[start]
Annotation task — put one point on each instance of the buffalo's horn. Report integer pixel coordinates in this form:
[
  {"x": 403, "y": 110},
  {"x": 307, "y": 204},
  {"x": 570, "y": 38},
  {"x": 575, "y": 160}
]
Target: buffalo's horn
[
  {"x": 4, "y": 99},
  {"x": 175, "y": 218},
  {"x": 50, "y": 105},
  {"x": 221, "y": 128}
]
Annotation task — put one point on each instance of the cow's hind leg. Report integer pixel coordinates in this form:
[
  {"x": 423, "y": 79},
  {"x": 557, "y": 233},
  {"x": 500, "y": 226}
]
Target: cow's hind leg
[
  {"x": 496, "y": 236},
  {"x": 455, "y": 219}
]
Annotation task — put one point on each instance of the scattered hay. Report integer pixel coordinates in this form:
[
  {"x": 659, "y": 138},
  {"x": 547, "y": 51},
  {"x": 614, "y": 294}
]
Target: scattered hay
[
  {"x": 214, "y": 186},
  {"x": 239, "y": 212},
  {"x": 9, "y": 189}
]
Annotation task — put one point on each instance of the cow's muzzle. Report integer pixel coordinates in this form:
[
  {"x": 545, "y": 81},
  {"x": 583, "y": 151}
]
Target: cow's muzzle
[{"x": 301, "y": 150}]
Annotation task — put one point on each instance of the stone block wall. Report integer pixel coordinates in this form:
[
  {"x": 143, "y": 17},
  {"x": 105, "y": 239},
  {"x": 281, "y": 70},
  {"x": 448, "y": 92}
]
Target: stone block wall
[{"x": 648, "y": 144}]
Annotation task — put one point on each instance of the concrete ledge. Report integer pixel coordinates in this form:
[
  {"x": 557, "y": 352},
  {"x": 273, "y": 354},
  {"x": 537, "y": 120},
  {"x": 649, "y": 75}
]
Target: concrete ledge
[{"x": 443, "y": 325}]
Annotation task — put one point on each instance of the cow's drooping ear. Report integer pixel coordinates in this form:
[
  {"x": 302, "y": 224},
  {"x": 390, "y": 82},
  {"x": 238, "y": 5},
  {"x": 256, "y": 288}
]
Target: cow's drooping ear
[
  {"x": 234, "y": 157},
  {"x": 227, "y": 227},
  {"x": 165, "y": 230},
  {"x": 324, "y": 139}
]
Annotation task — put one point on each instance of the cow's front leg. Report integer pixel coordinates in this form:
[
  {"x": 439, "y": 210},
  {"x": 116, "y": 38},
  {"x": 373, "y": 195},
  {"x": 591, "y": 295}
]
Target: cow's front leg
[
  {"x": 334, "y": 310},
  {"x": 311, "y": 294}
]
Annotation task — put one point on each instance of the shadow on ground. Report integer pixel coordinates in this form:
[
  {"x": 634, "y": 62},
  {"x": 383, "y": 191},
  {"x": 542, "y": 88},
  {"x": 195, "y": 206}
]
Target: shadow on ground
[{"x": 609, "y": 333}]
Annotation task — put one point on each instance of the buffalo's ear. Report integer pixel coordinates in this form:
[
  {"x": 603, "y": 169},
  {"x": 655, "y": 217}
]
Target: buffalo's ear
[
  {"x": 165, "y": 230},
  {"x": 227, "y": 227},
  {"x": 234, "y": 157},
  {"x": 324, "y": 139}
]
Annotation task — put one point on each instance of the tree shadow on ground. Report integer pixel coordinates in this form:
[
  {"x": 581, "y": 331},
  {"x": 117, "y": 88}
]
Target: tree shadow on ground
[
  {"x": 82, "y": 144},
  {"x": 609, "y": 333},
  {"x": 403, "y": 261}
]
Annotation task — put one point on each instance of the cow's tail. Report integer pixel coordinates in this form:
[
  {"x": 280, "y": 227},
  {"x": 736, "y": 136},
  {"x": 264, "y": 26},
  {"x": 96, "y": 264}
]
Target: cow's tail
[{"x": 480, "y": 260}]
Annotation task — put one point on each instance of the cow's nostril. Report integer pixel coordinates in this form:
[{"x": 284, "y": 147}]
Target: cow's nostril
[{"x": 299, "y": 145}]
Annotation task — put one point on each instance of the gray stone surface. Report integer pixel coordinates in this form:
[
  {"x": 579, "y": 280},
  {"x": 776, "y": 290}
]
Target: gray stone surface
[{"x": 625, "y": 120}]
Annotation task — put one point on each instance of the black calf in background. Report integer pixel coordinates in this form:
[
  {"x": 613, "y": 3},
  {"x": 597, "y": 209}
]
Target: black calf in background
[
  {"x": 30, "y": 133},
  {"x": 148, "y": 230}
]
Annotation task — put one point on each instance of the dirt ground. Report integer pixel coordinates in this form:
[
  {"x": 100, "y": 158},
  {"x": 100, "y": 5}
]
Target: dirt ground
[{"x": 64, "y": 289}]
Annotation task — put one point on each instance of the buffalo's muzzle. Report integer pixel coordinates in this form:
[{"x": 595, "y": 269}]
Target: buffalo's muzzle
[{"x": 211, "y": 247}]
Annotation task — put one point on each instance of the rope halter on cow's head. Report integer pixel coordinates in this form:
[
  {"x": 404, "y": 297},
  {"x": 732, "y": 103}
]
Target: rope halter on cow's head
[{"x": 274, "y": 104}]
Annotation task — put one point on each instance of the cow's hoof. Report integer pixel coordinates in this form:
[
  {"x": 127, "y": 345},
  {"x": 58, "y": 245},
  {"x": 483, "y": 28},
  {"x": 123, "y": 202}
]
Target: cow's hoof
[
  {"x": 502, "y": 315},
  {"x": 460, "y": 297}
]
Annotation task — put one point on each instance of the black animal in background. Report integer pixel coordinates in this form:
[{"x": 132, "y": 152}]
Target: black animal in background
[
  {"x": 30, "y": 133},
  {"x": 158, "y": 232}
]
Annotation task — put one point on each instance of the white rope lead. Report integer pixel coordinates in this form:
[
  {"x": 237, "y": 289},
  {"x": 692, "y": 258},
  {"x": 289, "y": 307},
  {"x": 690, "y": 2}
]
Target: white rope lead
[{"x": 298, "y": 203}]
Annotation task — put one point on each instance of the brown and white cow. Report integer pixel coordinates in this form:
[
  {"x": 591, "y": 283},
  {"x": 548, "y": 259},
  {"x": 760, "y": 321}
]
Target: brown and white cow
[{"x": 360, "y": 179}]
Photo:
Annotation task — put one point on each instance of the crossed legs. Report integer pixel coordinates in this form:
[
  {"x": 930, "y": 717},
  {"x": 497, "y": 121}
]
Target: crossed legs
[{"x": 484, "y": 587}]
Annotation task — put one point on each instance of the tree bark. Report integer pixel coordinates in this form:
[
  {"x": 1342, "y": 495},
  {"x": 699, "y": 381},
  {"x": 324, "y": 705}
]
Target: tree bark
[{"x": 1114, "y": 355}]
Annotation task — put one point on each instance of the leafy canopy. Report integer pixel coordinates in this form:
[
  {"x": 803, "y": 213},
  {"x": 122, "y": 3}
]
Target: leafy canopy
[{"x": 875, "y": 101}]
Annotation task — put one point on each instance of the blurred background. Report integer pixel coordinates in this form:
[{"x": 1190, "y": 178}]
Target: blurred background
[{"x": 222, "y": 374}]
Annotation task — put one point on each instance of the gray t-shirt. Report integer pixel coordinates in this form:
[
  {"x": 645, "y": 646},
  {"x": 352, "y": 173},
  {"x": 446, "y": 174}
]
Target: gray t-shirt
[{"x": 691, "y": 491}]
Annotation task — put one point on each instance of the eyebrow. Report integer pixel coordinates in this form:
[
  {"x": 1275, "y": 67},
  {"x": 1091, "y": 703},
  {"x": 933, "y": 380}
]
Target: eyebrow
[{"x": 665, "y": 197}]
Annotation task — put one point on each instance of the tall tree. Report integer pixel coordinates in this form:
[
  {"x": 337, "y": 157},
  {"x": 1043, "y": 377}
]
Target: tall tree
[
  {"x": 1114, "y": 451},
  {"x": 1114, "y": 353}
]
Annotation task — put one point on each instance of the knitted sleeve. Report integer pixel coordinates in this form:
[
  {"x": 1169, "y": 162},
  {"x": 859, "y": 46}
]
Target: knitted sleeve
[end]
■ **Task prompt**
Retype, exactly and only, the lines running from the one with "the gray t-shirt." through the final line of the listing above.

■ **Task answer**
Annotation task — put one point on each instance of the gray t-shirt. Report integer pixel coordinates in this form:
[
  {"x": 645, "y": 646},
  {"x": 352, "y": 173},
  {"x": 446, "y": 174}
]
Target: gray t-shirt
[{"x": 691, "y": 491}]
Annotation task — put one point on each instance of the eyebrow. Report integer pixel coordinates in this form:
[
  {"x": 1275, "y": 67},
  {"x": 1091, "y": 703},
  {"x": 933, "y": 380}
]
Target: eyebrow
[{"x": 665, "y": 197}]
Annotation task — put one point on each instance of the tall tree. Report integer pixel coordinates in this form:
[
  {"x": 337, "y": 157},
  {"x": 1043, "y": 377}
]
Target: tall tree
[
  {"x": 1114, "y": 451},
  {"x": 1114, "y": 353}
]
Annotation task — put one point on each instance of the knitted sleeve. Report integer pixel coordinates in this form:
[
  {"x": 1169, "y": 162},
  {"x": 859, "y": 46}
]
Target: knitted sleeve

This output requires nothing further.